• _THE TASK_
Output nothing but the lines from the line with "Could you point out the mown" through the end of the listing below, both ends included.

• _DATA RECORDS_
-------
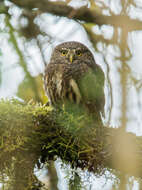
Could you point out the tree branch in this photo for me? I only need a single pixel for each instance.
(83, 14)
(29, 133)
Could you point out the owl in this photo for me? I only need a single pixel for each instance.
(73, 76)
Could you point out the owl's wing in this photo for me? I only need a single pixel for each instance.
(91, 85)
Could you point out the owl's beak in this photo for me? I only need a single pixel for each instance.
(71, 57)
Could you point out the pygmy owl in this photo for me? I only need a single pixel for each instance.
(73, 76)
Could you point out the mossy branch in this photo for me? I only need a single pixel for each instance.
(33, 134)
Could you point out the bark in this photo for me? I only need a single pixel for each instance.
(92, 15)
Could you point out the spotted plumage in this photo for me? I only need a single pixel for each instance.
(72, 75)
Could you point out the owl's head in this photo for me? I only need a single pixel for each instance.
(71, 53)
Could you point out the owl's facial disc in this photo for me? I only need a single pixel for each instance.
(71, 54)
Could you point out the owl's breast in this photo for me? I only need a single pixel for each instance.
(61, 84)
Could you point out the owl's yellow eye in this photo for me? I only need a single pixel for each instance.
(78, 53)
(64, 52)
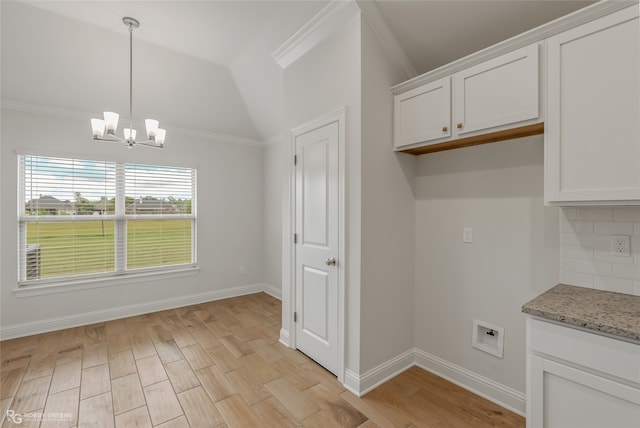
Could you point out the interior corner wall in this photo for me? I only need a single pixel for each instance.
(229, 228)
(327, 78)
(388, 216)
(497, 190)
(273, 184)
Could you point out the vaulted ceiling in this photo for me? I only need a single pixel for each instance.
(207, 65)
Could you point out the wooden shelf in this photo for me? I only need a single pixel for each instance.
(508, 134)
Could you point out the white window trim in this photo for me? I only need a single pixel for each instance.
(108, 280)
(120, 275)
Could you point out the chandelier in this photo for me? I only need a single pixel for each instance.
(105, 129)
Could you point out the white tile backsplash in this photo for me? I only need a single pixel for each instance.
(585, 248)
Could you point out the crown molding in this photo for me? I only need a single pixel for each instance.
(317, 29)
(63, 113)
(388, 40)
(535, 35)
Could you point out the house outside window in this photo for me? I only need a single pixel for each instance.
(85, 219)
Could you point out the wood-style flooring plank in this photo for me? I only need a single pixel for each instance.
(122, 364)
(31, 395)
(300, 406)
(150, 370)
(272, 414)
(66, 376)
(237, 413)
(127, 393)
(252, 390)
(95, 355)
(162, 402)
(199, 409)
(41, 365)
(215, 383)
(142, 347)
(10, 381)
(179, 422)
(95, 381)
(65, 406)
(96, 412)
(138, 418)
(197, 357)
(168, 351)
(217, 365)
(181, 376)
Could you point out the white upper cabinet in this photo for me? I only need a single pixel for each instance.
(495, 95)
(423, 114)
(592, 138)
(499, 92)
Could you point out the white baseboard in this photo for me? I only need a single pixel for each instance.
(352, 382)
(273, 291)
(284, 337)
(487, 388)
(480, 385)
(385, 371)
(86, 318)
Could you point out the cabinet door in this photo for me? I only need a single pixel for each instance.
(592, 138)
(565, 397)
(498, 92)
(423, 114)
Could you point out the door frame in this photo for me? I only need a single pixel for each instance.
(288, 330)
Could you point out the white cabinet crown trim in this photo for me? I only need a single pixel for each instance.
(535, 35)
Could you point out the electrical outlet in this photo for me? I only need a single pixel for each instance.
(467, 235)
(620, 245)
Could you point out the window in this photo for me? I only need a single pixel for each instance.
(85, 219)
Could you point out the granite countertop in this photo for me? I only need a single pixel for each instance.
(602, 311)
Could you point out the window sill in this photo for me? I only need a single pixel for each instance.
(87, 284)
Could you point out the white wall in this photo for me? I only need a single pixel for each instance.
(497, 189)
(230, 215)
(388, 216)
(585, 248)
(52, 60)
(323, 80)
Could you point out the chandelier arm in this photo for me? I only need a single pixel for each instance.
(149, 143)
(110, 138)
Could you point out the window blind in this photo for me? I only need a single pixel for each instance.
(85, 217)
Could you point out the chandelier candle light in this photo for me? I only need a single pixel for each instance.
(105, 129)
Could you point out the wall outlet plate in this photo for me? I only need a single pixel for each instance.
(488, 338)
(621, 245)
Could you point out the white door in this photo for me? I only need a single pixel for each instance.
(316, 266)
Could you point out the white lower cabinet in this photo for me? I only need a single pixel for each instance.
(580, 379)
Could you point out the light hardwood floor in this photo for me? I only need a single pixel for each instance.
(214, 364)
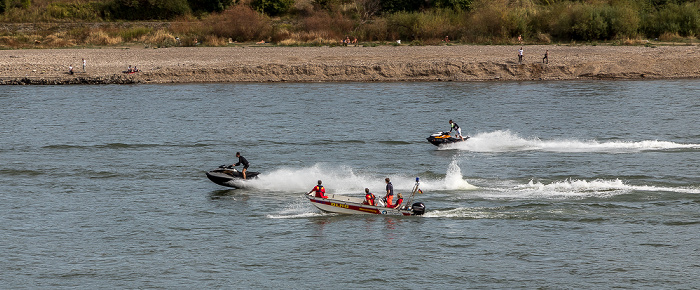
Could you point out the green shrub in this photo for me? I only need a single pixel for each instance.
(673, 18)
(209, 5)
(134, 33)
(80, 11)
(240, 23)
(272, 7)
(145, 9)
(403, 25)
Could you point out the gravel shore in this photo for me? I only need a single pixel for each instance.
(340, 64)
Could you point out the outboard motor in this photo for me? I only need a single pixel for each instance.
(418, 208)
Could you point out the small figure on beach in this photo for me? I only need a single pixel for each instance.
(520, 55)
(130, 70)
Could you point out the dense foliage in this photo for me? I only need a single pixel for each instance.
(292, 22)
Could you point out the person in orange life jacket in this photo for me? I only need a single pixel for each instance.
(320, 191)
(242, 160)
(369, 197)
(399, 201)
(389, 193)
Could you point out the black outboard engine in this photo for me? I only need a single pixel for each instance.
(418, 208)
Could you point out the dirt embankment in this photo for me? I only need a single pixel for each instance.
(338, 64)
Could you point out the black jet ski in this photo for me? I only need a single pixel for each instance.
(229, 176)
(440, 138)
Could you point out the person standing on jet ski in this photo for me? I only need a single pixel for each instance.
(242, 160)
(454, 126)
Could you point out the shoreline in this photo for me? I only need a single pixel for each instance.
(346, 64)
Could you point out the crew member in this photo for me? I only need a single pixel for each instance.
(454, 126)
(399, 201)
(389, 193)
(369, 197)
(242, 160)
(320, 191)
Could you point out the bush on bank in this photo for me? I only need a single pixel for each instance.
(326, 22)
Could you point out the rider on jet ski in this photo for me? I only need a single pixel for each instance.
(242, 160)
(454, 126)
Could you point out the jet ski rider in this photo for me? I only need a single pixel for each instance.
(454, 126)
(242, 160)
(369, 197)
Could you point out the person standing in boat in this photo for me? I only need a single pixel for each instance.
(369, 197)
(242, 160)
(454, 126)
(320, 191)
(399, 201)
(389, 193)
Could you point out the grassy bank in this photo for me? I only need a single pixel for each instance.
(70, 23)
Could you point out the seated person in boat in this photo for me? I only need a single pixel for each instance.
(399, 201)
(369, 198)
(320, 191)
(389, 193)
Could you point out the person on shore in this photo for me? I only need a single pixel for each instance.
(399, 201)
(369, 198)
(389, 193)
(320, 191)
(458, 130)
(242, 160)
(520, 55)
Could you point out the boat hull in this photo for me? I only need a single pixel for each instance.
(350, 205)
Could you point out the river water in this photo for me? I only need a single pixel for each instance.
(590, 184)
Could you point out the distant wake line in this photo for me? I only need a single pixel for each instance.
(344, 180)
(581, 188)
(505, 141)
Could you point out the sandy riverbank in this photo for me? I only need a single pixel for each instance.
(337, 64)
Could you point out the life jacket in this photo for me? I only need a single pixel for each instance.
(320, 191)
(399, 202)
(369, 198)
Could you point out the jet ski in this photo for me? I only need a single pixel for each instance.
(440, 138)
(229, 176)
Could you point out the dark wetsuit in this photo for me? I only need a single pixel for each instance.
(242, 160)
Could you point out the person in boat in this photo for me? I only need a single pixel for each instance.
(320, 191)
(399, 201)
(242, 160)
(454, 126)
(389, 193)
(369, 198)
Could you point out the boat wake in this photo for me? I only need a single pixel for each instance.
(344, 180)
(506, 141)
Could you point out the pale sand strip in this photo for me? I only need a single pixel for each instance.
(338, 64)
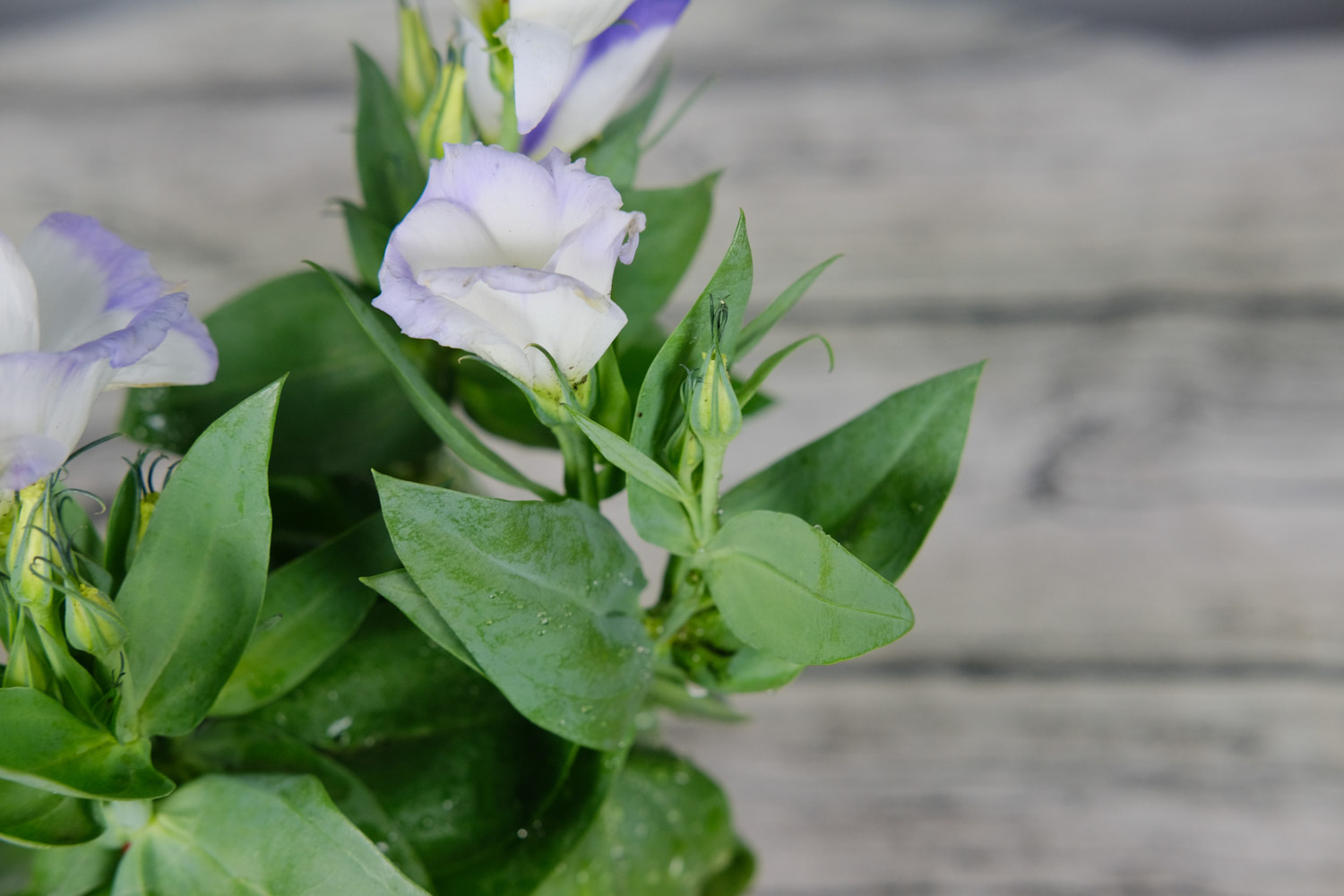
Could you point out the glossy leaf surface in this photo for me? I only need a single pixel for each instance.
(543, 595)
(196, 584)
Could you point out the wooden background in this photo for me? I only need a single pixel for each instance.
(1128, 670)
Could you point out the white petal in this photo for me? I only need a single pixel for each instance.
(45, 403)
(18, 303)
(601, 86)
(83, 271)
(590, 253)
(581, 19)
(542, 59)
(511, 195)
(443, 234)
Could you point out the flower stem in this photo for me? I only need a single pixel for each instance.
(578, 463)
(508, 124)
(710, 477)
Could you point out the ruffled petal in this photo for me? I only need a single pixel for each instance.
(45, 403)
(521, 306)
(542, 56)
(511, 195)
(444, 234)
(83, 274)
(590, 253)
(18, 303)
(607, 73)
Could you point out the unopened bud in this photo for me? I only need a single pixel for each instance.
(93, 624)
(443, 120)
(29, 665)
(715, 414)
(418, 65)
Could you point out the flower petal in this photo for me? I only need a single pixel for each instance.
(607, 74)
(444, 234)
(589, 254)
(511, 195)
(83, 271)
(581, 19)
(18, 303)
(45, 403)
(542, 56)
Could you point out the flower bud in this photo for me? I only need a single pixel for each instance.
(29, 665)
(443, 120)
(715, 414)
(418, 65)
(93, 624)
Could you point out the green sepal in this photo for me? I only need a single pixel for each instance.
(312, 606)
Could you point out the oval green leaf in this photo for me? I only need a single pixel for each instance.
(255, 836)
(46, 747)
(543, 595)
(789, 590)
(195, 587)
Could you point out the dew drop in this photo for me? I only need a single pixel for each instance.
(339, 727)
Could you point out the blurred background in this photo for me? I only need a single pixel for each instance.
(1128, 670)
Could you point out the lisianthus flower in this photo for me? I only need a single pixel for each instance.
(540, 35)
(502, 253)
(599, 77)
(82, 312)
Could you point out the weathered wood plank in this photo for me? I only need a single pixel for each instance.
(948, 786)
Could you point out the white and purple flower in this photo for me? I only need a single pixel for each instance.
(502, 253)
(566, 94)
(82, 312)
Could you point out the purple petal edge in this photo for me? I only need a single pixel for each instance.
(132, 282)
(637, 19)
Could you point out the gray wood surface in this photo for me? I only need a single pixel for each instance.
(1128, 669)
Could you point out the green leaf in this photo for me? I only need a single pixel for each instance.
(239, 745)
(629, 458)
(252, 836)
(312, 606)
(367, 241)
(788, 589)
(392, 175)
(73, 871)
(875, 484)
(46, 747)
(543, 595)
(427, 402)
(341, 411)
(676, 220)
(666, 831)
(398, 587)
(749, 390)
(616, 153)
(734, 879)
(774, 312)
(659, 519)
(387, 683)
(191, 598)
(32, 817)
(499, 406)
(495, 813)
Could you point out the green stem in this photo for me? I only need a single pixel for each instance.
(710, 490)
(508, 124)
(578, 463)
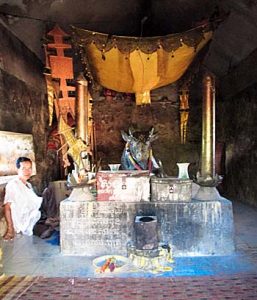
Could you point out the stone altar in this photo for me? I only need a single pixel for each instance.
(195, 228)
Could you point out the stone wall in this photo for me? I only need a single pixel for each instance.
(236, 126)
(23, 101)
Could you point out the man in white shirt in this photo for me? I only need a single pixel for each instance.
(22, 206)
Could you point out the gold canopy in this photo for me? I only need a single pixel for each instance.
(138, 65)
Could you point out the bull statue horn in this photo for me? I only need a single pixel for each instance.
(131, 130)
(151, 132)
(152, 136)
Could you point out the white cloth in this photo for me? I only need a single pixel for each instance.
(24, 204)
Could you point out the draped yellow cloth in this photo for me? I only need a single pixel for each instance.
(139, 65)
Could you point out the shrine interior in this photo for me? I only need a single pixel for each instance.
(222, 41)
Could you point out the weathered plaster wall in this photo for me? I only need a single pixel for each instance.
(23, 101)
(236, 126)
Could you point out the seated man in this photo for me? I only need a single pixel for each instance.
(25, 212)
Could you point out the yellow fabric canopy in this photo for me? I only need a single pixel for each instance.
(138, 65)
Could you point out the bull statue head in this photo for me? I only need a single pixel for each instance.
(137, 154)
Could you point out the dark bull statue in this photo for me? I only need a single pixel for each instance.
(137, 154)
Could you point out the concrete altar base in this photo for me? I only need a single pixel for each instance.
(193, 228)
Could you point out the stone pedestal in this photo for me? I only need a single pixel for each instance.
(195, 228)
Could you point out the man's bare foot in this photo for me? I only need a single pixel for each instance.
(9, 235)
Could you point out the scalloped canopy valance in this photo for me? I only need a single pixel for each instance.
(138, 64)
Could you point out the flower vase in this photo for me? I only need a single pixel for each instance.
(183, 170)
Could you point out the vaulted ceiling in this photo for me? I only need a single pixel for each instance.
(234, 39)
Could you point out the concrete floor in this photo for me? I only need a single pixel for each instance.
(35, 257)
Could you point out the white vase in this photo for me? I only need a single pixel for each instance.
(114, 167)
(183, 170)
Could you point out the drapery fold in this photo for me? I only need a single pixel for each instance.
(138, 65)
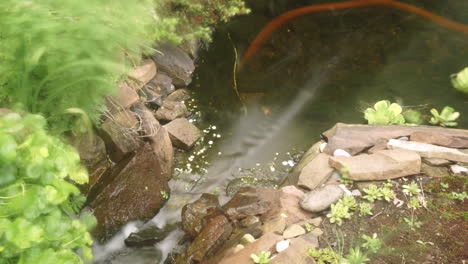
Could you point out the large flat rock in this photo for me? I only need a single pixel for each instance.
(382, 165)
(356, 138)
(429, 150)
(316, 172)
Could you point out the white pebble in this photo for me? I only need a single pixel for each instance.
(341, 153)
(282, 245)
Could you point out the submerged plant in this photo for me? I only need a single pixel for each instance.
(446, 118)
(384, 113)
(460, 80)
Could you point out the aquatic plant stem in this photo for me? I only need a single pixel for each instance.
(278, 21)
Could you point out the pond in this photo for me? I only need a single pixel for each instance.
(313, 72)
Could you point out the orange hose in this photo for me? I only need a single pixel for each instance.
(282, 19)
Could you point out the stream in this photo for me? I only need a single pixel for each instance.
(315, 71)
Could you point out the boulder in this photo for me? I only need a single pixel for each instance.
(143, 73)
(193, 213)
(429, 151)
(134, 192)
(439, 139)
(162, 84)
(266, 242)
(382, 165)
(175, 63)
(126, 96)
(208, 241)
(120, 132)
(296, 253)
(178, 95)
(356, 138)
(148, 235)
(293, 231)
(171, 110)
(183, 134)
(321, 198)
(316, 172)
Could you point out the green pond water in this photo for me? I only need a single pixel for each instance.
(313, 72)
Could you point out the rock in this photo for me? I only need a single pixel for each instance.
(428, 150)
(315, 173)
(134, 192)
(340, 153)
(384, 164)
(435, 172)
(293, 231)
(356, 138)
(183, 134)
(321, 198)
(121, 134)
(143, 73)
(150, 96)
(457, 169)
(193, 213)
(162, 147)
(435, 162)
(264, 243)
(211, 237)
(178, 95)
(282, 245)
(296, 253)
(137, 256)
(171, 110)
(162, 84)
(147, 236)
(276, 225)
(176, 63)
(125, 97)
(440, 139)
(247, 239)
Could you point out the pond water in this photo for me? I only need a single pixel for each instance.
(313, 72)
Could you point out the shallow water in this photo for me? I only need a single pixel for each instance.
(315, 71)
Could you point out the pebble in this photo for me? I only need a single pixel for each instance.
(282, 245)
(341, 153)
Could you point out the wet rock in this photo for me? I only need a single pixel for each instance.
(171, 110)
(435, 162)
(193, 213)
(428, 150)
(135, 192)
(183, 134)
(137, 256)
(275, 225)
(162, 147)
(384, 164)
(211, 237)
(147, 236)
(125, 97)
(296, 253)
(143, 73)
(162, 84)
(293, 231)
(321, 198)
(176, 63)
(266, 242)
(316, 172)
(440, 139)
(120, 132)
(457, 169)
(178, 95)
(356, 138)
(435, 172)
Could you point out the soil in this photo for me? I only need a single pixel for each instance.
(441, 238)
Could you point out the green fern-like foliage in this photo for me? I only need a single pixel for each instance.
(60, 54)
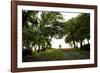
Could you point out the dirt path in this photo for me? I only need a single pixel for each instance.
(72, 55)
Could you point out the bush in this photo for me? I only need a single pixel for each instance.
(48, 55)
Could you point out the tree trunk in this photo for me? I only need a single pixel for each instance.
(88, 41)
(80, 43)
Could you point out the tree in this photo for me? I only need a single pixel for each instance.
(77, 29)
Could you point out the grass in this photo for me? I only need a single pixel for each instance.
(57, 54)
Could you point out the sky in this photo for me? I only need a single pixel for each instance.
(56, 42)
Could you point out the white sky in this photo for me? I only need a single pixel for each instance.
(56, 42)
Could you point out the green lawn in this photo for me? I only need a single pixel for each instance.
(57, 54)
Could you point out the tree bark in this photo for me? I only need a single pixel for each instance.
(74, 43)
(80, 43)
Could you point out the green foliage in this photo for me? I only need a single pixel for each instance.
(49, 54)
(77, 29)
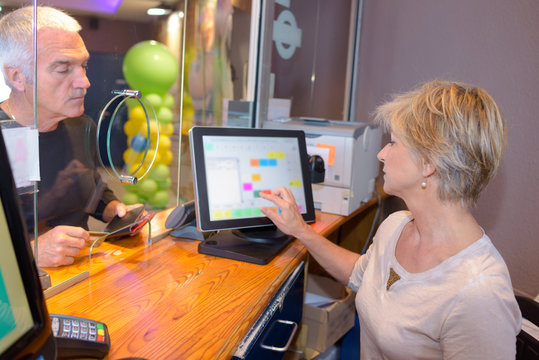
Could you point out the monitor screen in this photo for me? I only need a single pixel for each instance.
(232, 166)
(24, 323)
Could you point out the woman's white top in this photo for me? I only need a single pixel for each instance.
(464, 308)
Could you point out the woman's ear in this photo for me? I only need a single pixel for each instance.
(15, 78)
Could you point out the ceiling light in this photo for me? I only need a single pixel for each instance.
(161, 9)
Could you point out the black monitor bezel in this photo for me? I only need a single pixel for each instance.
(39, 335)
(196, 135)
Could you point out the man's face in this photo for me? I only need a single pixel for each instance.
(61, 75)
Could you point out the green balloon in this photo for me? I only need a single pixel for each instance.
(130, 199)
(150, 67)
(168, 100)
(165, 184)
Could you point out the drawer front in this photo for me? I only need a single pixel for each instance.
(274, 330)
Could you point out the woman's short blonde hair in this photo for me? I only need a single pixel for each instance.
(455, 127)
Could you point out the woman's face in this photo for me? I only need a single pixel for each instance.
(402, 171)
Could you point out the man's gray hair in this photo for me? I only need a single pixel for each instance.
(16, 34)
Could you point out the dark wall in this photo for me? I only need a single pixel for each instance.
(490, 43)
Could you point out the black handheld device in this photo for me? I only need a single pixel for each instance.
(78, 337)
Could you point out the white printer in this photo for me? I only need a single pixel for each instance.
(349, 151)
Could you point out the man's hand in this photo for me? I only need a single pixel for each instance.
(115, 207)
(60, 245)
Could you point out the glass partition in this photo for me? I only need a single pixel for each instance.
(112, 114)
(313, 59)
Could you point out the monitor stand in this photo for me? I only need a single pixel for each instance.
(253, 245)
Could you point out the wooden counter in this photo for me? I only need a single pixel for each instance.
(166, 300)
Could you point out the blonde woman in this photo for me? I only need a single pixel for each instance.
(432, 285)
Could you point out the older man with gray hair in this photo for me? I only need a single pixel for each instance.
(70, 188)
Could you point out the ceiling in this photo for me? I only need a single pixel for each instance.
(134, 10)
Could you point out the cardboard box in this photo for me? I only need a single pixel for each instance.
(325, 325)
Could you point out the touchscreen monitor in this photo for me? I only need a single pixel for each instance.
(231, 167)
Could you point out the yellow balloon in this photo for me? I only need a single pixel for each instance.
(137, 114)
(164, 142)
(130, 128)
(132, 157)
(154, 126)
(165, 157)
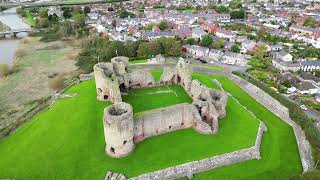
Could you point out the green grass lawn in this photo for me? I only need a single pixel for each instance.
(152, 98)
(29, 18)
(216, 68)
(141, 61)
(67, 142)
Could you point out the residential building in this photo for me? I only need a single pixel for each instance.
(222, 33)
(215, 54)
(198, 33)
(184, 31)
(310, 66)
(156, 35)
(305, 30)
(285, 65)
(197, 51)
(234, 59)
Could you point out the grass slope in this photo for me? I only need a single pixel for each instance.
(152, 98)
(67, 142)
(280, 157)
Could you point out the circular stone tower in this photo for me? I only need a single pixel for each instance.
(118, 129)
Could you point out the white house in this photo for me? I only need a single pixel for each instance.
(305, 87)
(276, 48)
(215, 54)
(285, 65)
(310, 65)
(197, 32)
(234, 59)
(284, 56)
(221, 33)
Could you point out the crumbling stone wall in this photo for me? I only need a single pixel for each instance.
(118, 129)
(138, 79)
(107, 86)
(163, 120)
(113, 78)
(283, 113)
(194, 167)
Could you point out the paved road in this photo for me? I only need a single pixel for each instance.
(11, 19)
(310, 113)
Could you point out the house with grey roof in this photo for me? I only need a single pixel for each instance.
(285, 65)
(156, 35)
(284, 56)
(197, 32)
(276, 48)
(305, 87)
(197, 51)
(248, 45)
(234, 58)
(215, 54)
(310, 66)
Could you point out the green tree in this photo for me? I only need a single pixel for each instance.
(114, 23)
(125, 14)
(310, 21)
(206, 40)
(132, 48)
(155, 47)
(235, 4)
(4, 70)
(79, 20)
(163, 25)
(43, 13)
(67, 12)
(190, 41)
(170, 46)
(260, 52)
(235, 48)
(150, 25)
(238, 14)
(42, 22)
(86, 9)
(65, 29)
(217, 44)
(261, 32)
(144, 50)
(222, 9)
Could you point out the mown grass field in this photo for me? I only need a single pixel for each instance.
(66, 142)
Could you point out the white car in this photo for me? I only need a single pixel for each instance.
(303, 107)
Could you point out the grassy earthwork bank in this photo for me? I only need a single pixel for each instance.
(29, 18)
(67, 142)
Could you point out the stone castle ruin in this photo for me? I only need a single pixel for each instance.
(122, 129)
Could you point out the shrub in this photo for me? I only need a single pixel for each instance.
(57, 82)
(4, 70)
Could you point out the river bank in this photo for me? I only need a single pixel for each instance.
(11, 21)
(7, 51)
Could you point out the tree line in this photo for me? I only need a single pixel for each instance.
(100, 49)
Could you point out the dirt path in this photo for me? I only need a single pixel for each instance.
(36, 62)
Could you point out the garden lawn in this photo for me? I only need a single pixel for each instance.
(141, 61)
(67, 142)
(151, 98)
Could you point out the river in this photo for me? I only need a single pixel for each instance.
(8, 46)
-------
• _ANSWER SPACE_
Could you point out the mown grass field in this photo for me? I only need a single pixel for each instance.
(66, 142)
Could you point out the white car in this photo for me? I only need a single pixel for each instance.
(303, 107)
Could you point out the grassy earthwork bank in this photo for me? I only need a single pixel for each instance.
(29, 18)
(67, 142)
Could you point out the stone castle ruin in this photo for me? I only need a single pixel for each instance.
(122, 129)
Could you point out the shrub in this photo for me? I only need a single pixel for each instance.
(57, 82)
(4, 70)
Could you point out the river bank in this photo for me? I only need a single pixel for each instance.
(11, 21)
(7, 51)
Could you point out the tree line in this photo for me? I only need a single pixel for each instance.
(100, 49)
Could you point out the dirt path in this photo for me? I only need a single pixel for each instance.
(36, 62)
Could you point out the garden lawn in this photo for me? I only need a single pixel for each instance.
(141, 61)
(67, 142)
(151, 98)
Could you point out the river in this photo for me? I only need a single pixel for each instance.
(8, 46)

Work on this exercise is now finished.